## BEGIN Data provided

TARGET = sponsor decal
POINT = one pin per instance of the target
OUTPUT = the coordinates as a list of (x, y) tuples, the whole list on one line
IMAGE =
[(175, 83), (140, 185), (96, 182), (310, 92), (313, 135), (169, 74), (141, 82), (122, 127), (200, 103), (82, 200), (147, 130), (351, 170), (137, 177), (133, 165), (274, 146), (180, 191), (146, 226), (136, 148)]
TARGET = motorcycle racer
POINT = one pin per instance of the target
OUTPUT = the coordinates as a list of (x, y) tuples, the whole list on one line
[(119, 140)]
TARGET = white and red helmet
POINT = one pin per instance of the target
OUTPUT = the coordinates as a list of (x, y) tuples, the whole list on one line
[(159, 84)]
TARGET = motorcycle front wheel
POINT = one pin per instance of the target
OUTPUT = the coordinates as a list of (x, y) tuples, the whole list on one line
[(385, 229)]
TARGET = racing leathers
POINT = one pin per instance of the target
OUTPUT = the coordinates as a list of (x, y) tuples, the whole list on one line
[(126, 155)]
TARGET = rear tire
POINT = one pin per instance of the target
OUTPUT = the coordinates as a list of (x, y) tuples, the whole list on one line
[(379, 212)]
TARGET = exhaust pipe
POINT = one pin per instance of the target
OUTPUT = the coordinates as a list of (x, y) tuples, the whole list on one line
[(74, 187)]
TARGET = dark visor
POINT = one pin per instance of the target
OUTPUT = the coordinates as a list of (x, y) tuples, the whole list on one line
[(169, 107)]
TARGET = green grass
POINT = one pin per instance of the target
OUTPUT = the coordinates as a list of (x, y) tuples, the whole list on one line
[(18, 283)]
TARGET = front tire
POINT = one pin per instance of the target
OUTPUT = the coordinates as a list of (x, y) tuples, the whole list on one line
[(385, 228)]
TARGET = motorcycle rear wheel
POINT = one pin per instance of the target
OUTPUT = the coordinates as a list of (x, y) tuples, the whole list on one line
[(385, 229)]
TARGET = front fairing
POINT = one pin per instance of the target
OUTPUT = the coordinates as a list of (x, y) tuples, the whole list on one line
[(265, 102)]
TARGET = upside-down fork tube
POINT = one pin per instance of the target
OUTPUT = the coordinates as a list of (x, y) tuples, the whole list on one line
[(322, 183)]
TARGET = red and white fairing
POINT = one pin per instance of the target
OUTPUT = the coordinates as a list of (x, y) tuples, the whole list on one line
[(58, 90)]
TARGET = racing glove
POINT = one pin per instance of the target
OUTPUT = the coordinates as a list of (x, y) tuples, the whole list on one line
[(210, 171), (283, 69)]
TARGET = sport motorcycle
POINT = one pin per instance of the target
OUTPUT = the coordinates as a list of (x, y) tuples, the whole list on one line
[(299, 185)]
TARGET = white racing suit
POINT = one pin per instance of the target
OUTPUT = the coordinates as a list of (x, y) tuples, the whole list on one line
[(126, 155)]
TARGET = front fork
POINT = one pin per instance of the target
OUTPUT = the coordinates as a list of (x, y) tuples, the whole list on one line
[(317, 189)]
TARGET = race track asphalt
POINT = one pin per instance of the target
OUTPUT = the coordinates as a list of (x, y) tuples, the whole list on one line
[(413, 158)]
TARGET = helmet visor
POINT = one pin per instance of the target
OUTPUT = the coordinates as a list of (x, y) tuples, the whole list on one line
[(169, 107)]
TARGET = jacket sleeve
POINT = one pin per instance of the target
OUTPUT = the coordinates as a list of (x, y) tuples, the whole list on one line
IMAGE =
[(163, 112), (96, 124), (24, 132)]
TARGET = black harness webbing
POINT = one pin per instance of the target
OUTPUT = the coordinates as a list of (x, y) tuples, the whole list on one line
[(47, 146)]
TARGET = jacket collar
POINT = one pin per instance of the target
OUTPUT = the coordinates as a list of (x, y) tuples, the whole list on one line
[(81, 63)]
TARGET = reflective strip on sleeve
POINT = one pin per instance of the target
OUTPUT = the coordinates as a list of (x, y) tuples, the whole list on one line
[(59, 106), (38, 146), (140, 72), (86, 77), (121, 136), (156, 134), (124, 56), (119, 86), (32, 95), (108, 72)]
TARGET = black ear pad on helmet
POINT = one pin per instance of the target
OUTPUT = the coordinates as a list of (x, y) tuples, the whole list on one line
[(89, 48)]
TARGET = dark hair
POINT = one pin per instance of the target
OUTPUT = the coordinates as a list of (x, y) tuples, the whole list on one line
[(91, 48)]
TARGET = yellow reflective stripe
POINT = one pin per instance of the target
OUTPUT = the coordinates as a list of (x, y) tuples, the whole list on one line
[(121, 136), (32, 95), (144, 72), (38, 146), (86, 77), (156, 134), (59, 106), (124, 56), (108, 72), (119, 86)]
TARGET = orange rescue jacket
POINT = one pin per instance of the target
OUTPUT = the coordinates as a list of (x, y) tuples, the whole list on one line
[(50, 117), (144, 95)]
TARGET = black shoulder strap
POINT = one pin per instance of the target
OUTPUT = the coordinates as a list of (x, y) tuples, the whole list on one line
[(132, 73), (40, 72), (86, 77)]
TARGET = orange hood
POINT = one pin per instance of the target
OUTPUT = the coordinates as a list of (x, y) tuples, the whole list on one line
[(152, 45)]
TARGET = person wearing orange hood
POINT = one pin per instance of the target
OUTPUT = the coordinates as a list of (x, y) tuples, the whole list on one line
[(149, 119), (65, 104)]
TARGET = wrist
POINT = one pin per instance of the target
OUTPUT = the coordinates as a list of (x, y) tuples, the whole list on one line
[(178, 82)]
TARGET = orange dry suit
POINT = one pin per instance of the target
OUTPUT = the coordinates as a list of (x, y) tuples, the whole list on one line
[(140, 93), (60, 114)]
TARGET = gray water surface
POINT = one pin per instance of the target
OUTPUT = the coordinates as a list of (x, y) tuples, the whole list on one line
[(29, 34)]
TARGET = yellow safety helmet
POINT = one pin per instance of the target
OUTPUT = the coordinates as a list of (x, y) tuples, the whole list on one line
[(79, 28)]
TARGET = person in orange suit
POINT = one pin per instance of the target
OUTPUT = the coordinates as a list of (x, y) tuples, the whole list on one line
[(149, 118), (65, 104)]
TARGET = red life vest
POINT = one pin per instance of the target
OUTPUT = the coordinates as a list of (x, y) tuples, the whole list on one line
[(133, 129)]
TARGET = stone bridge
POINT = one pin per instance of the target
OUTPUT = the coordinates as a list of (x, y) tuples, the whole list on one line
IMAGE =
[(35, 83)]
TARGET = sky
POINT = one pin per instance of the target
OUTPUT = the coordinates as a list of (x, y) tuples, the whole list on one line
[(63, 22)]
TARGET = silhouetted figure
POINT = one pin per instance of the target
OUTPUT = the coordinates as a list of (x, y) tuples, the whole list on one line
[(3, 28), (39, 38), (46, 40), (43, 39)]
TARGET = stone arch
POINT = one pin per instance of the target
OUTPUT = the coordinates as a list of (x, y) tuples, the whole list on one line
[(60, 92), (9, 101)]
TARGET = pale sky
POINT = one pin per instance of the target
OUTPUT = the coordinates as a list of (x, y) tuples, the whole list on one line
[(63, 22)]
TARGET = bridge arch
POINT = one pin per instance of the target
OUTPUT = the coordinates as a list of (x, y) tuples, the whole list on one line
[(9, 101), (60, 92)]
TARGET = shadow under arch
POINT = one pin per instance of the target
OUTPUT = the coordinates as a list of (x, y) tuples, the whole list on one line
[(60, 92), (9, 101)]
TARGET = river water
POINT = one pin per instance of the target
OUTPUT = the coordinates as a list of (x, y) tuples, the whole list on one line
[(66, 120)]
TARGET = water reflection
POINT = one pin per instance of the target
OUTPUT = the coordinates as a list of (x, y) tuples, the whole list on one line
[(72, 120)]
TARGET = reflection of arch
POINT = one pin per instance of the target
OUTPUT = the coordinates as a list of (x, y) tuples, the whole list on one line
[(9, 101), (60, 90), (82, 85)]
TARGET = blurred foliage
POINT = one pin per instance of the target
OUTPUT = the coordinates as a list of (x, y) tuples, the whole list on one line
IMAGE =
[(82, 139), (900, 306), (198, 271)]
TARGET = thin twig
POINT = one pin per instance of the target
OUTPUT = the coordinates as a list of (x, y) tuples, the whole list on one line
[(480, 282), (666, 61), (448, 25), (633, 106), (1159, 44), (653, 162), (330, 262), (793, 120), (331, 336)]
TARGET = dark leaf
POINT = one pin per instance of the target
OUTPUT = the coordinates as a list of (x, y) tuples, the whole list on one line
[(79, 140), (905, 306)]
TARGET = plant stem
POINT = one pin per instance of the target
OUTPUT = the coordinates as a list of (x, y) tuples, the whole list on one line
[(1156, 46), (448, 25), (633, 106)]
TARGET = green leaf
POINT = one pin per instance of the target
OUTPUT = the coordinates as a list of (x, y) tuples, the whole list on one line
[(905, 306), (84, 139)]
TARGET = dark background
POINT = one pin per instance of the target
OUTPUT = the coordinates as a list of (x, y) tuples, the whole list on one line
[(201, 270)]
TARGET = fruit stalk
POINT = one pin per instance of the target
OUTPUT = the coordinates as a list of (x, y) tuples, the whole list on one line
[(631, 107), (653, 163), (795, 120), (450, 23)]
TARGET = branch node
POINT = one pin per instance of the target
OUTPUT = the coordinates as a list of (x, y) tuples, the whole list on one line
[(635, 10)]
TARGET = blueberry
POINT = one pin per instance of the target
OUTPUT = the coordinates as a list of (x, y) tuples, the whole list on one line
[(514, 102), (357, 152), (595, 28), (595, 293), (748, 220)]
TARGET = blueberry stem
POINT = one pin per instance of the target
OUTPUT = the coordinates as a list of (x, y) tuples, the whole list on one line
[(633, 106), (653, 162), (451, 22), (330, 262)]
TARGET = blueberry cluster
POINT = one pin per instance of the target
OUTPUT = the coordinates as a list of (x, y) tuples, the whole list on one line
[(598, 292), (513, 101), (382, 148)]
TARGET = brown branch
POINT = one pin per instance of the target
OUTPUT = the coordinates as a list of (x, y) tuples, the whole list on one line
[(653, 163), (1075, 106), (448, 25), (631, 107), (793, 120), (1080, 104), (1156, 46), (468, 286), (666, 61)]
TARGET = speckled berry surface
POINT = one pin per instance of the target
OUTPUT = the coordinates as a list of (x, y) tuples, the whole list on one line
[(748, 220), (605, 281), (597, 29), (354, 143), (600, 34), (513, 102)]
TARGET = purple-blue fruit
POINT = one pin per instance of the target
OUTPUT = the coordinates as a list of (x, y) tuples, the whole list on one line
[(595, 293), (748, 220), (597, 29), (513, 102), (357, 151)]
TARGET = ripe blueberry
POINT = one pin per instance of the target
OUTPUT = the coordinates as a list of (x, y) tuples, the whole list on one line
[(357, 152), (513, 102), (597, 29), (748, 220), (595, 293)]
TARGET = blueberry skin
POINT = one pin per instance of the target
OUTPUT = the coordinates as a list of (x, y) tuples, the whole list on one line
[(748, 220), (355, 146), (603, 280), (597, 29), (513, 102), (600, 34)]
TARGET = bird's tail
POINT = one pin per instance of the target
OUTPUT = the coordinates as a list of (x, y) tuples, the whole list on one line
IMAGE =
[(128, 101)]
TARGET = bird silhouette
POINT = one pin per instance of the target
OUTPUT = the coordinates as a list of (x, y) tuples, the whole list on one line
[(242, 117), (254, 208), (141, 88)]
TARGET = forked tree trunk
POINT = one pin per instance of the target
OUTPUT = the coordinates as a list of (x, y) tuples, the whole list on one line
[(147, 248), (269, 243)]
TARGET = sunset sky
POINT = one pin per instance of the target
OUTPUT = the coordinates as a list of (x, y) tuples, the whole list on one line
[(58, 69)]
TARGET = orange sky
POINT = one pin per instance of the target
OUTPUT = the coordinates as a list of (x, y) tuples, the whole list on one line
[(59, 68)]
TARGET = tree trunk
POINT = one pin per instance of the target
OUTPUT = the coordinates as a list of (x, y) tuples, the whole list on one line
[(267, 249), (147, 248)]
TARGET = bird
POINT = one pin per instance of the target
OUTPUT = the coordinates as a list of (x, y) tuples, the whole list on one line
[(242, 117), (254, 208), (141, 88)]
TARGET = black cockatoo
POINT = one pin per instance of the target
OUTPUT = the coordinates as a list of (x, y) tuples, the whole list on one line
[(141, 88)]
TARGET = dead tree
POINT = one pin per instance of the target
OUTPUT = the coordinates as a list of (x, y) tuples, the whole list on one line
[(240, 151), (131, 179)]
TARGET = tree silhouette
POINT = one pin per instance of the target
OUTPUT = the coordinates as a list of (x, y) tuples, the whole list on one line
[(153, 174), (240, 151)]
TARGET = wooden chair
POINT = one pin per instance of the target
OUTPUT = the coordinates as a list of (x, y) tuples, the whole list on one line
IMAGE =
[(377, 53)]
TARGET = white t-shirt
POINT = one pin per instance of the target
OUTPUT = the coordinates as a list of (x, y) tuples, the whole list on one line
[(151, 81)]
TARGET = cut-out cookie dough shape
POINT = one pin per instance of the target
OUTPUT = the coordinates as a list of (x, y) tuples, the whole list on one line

## END Data provided

**Exercise aim:** Please rewrite everything from the line containing "TARGET = rear tire" down to the line containing "[(385, 228)]", replacing "the whole list on one line" with "the full list on a single line" and leaving all else unchanged.

**Exercise answer:**
TARGET = rear tire
POINT = one pin per instance of the target
OUTPUT = the coordinates as a list of (x, y) tuples, the full list on a single line
[(379, 212)]
TARGET = exhaust pipe
POINT = one pin per instance of the target
OUTPUT = the coordinates as a list of (x, y) tuples, the full list on a single line
[(74, 187)]
TARGET = dark visor
POINT = one pin per instance of the target
OUTPUT = the coordinates as a list of (x, y) tuples, the full list on a single line
[(169, 107)]
TARGET = green grass
POINT = one pin per instance of the target
OUTPUT = the coordinates as a list of (x, y) tuples, the full list on a single line
[(18, 283)]
TARGET = front tire
POINT = one pin per instance of the target
OUTPUT = the coordinates as a list of (x, y) tuples, the full list on a single line
[(385, 228)]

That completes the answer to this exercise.